**Work item**
From the article on the Google Books Ngram Viewer, list every research question shown in its bulleted list.

**Extract**
——————

HIGH-THROUGHPUT CULTURE: The new Books Ngram Viewer purports to provide quantitative analyses of cultural history via rapid analyses of more than 500 billion words published in 5.2 million books. Here are some of the words proportional to their frequency in the corpus. Image: AAAS/SCIENCE/WORDLE.ORG
Can culture be decoded like a genome? A team from Harvard University has teamed up with Google to crack the spines of 5,195,769 digitized books that span five centuries of the printed word with the hopes of giving the humanities a more quantitative research tool.
The Google Books Ngram Viewer, launched online December 16 and described in a paper in Science, allows Web users to query their respective areas of interest based on n-grams (a method of modeling sequences in natural language).
• How engrained has Einstein really been in the cultural consciousness?
• Has interest in evolution been on a steady increase over the past 150 years?
• Have superheroes always been out to "save the world"?
Questions such as these have launched reams of undergraduate and graduate papers, which have traditionally required long hours searching the stacks—or JSTOR—for mentions to tally by hand and loads of close reading.

——————

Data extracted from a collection
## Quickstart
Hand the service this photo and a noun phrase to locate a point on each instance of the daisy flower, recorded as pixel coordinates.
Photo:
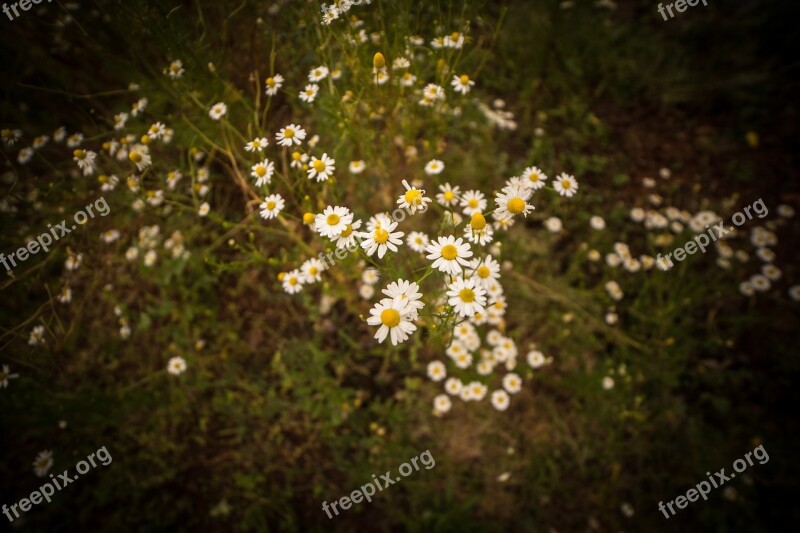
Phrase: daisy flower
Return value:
(271, 206)
(333, 221)
(263, 172)
(312, 270)
(466, 297)
(500, 400)
(462, 84)
(176, 366)
(218, 111)
(417, 241)
(43, 463)
(85, 160)
(347, 239)
(318, 74)
(484, 270)
(393, 317)
(565, 185)
(321, 168)
(257, 144)
(413, 199)
(434, 166)
(437, 371)
(290, 134)
(472, 202)
(309, 93)
(512, 383)
(407, 292)
(383, 237)
(5, 375)
(357, 167)
(293, 282)
(513, 201)
(273, 84)
(533, 178)
(442, 404)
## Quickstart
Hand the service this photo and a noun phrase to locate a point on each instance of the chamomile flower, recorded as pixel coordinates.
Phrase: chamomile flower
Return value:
(382, 238)
(417, 241)
(512, 383)
(272, 206)
(263, 172)
(357, 167)
(291, 134)
(176, 366)
(322, 168)
(43, 463)
(257, 144)
(293, 282)
(392, 315)
(309, 93)
(449, 195)
(318, 74)
(466, 297)
(433, 167)
(472, 202)
(85, 160)
(513, 200)
(437, 371)
(347, 239)
(448, 254)
(442, 404)
(413, 199)
(218, 111)
(500, 400)
(565, 185)
(333, 221)
(462, 84)
(312, 270)
(407, 292)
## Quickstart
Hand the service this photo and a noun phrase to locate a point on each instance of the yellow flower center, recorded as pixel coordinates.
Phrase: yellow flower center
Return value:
(381, 236)
(413, 197)
(390, 318)
(516, 205)
(449, 252)
(478, 221)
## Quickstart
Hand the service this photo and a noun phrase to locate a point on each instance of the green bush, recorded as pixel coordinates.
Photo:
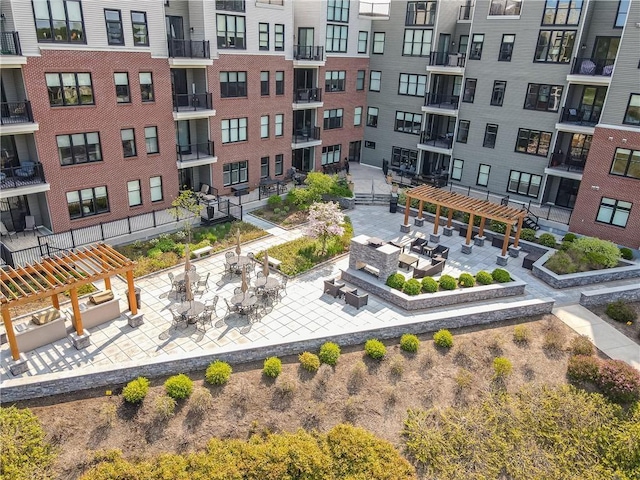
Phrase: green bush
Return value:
(136, 390)
(329, 353)
(218, 373)
(429, 285)
(412, 286)
(443, 338)
(447, 282)
(500, 275)
(621, 312)
(484, 278)
(409, 343)
(179, 386)
(375, 349)
(272, 367)
(396, 281)
(466, 280)
(309, 361)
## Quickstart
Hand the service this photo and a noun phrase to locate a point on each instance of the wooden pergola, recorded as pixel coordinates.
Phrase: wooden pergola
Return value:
(58, 274)
(473, 206)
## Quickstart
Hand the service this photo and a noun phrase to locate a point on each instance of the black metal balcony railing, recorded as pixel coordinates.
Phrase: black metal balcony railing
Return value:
(307, 95)
(28, 173)
(192, 101)
(10, 43)
(194, 151)
(305, 52)
(15, 112)
(441, 101)
(306, 134)
(447, 59)
(583, 116)
(593, 66)
(189, 48)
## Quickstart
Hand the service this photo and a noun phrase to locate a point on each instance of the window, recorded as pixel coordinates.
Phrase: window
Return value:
(476, 46)
(87, 202)
(146, 86)
(68, 89)
(59, 21)
(417, 43)
(155, 186)
(545, 98)
(614, 212)
(234, 173)
(463, 131)
(334, 80)
(113, 19)
(231, 31)
(134, 193)
(564, 12)
(139, 26)
(490, 133)
(626, 163)
(122, 87)
(483, 175)
(506, 48)
(524, 183)
(407, 122)
(505, 7)
(151, 139)
(263, 36)
(331, 154)
(333, 118)
(360, 79)
(357, 116)
(79, 148)
(128, 142)
(497, 95)
(278, 41)
(456, 169)
(533, 142)
(555, 46)
(233, 84)
(420, 13)
(338, 10)
(414, 85)
(378, 43)
(469, 90)
(337, 38)
(372, 116)
(234, 130)
(363, 38)
(632, 115)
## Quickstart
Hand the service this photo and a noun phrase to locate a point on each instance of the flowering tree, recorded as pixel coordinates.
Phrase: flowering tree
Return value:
(325, 221)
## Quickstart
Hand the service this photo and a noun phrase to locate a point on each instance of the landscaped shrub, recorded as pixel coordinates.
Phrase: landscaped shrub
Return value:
(621, 312)
(396, 280)
(447, 282)
(375, 349)
(412, 287)
(443, 338)
(218, 373)
(136, 390)
(329, 353)
(409, 343)
(179, 386)
(272, 367)
(429, 285)
(484, 278)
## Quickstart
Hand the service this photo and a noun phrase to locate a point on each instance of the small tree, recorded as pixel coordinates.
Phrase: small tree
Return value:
(325, 221)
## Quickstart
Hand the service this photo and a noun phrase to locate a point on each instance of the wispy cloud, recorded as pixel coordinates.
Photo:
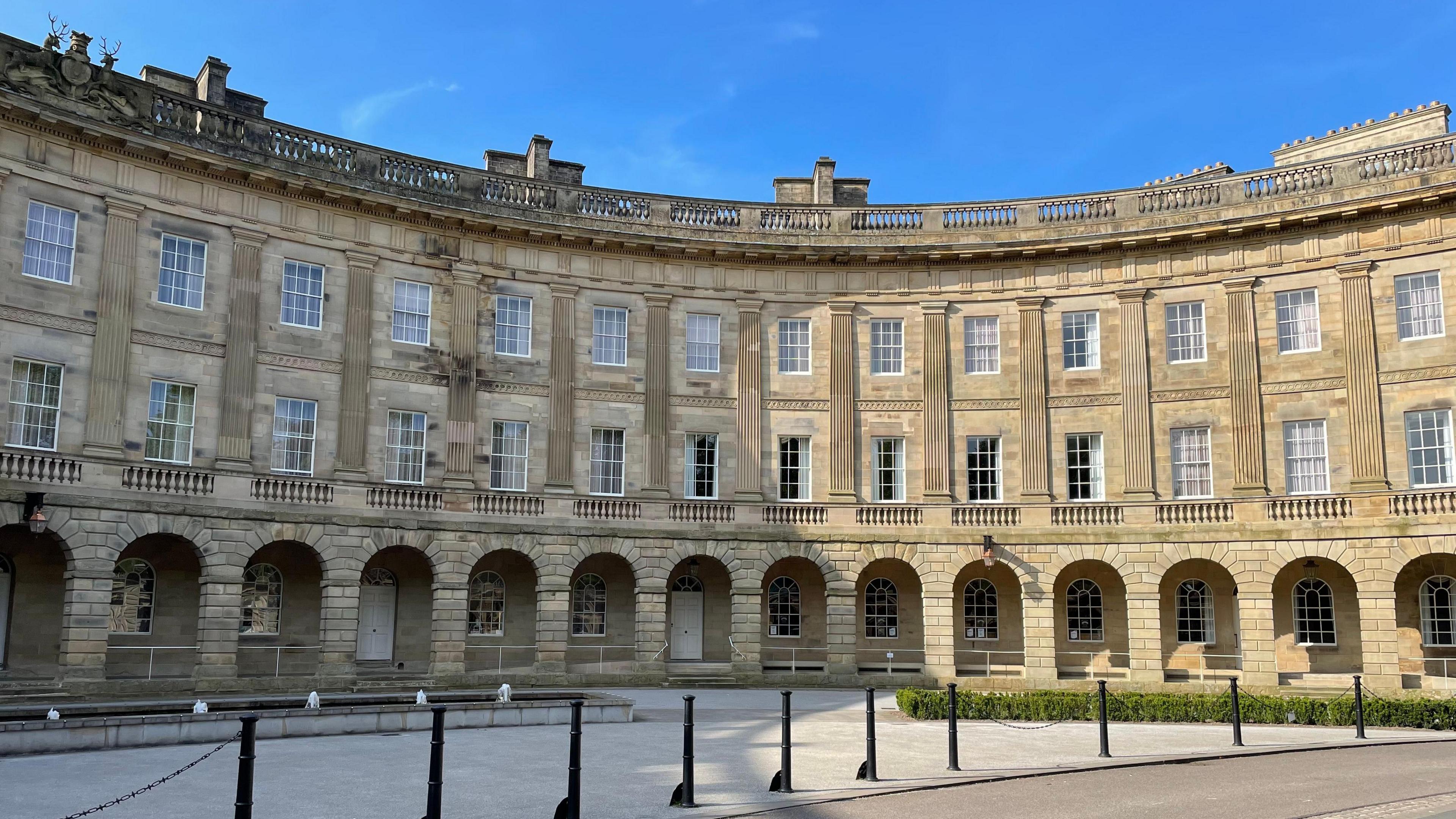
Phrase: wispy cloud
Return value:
(366, 113)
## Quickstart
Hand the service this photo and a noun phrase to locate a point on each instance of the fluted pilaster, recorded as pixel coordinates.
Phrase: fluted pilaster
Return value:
(1034, 468)
(1138, 429)
(750, 400)
(937, 401)
(1244, 390)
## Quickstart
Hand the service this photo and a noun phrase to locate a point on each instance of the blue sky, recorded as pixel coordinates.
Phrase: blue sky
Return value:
(934, 102)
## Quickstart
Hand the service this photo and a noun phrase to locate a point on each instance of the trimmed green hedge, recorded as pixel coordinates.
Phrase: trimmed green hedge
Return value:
(1136, 707)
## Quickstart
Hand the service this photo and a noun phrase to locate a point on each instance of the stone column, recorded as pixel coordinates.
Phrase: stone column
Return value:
(220, 605)
(465, 337)
(235, 444)
(937, 401)
(447, 627)
(842, 403)
(1362, 385)
(938, 601)
(359, 326)
(1033, 365)
(750, 401)
(1244, 390)
(111, 352)
(340, 626)
(563, 390)
(86, 620)
(657, 378)
(1138, 426)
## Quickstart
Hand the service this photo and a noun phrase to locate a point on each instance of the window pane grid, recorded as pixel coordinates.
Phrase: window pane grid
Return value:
(50, 242)
(513, 326)
(36, 404)
(180, 280)
(169, 423)
(302, 295)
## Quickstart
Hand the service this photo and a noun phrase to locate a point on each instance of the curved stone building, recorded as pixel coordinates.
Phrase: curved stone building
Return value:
(303, 413)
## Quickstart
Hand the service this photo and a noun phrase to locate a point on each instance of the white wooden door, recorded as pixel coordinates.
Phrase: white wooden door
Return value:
(376, 623)
(688, 626)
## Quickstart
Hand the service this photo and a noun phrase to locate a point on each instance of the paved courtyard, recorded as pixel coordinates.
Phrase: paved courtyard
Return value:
(629, 769)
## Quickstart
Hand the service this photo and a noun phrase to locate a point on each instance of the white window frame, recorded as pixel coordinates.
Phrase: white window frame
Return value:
(1085, 328)
(803, 468)
(1403, 312)
(894, 448)
(806, 347)
(180, 275)
(308, 426)
(510, 467)
(1192, 461)
(605, 343)
(177, 425)
(33, 261)
(606, 470)
(1291, 458)
(1184, 321)
(27, 407)
(887, 347)
(972, 468)
(1440, 425)
(311, 305)
(397, 447)
(702, 331)
(1095, 467)
(513, 308)
(979, 352)
(691, 464)
(1295, 328)
(407, 292)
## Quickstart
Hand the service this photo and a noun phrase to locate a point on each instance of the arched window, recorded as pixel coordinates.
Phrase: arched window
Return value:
(263, 599)
(882, 610)
(1314, 613)
(981, 610)
(487, 604)
(133, 586)
(784, 608)
(589, 607)
(688, 584)
(1084, 611)
(1194, 613)
(1438, 618)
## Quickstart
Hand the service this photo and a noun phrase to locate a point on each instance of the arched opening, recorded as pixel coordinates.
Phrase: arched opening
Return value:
(890, 632)
(33, 599)
(603, 615)
(501, 614)
(794, 639)
(988, 621)
(279, 621)
(1199, 611)
(1426, 621)
(154, 615)
(395, 613)
(1317, 623)
(700, 611)
(1091, 613)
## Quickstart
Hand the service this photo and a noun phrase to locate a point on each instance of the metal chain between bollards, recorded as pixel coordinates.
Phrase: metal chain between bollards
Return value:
(169, 777)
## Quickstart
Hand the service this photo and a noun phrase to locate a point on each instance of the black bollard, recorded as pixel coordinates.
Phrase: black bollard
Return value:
(784, 780)
(1101, 717)
(1359, 709)
(437, 761)
(1238, 722)
(244, 806)
(956, 744)
(683, 796)
(867, 770)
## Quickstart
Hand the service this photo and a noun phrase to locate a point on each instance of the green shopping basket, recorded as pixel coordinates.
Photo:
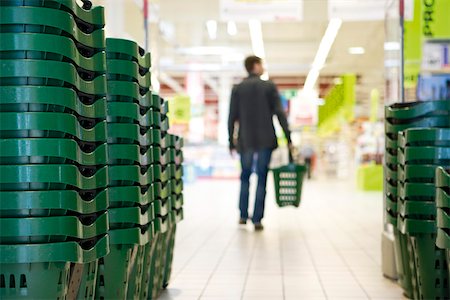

——————

**Result of the exercise**
- How engrained has Einstein really been in the cultural consciousness?
- Has interest in evolution been on a steady increase over the past 150 years?
- Have superheroes always been out to "save the world"?